## To be done
Transcribe the part of the George Newenham Wright biography starting with "From the 1820s" and going on through "and Joy, 1825)".

Personal details
- Born: 1790s
- Died: 1877
- Denomination: Anglican

= George Newenham Wright =

Irish writer and Anglican clergyman

George Newenham Wright (c. 1794–1877) was an Irish writer and Anglican clergyman. He was born in Dublin; his father, John Thomas Wright was a doctor. He graduated B.A. from Trinity College Dublin in 1814 and M.A. in 1817, having been elected a Scholar of the College in 1812. He married Charlotte Mulock in 1819.

He held several curacies in Ireland before moving to St Mary Woolnoth, London.

By 1851, he was a teacher of classics, resident in Windsor with his wife. In 1861 he noted having a number of pupils boarding with him at Frome. By 1863 he was master of Tewkesbury Grammar School.

He died on 24 March 1877 at Pierrepont Street, Bath.

From the 1820s to the 1840s some minor topographical works and schoolbooks on subjects ranging from the Greek language to biography and philosophy by Wright were published. There were several on Ireland, two of which have illustrations by George Petrie.

==Works==
- 1821: An Historical Guide to Ancient and Modern Dublin (Petrie, George, illustrator). London: Baldwin, Cradock, and Joy (2nd ed 1825)
- --do.-- An Historical Guide to the City of Dublin. Dublin: Four Courts Press, 1980 (Facsim of: 2nd edition published London: Baldwin, Cradock and Joy, 1825)

## Material
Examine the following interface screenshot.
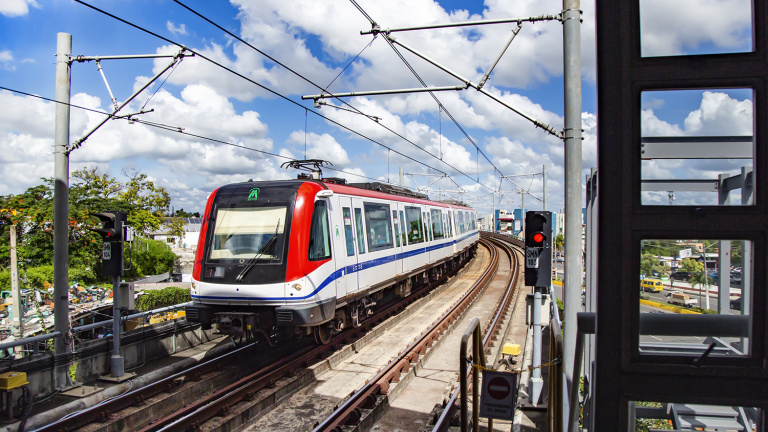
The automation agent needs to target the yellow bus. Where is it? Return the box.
[640,279,664,292]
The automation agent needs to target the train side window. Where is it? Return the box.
[309,201,331,261]
[363,203,394,251]
[341,207,355,256]
[405,207,424,245]
[392,210,400,247]
[400,210,408,246]
[430,210,443,239]
[355,208,365,254]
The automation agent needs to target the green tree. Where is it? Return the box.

## Result below
From the 1820s to the 1840s some minor topographical works and schoolbooks on subjects ranging from the Greek language to biography and philosophy by Wright were published. There were several on Ireland, two of which have illustrations by George Petrie.

==Works==
- 1821: An Historical Guide to Ancient and Modern Dublin (Petrie, George, illustrator). London: Baldwin, Cradock, and Joy (2nd ed 1825)
- --do.-- An Historical Guide to the City of Dublin. Dublin: Four Courts Press, 1980 (Facsim of: 2nd edition published London: Baldwin, Cradock and Joy, 1825)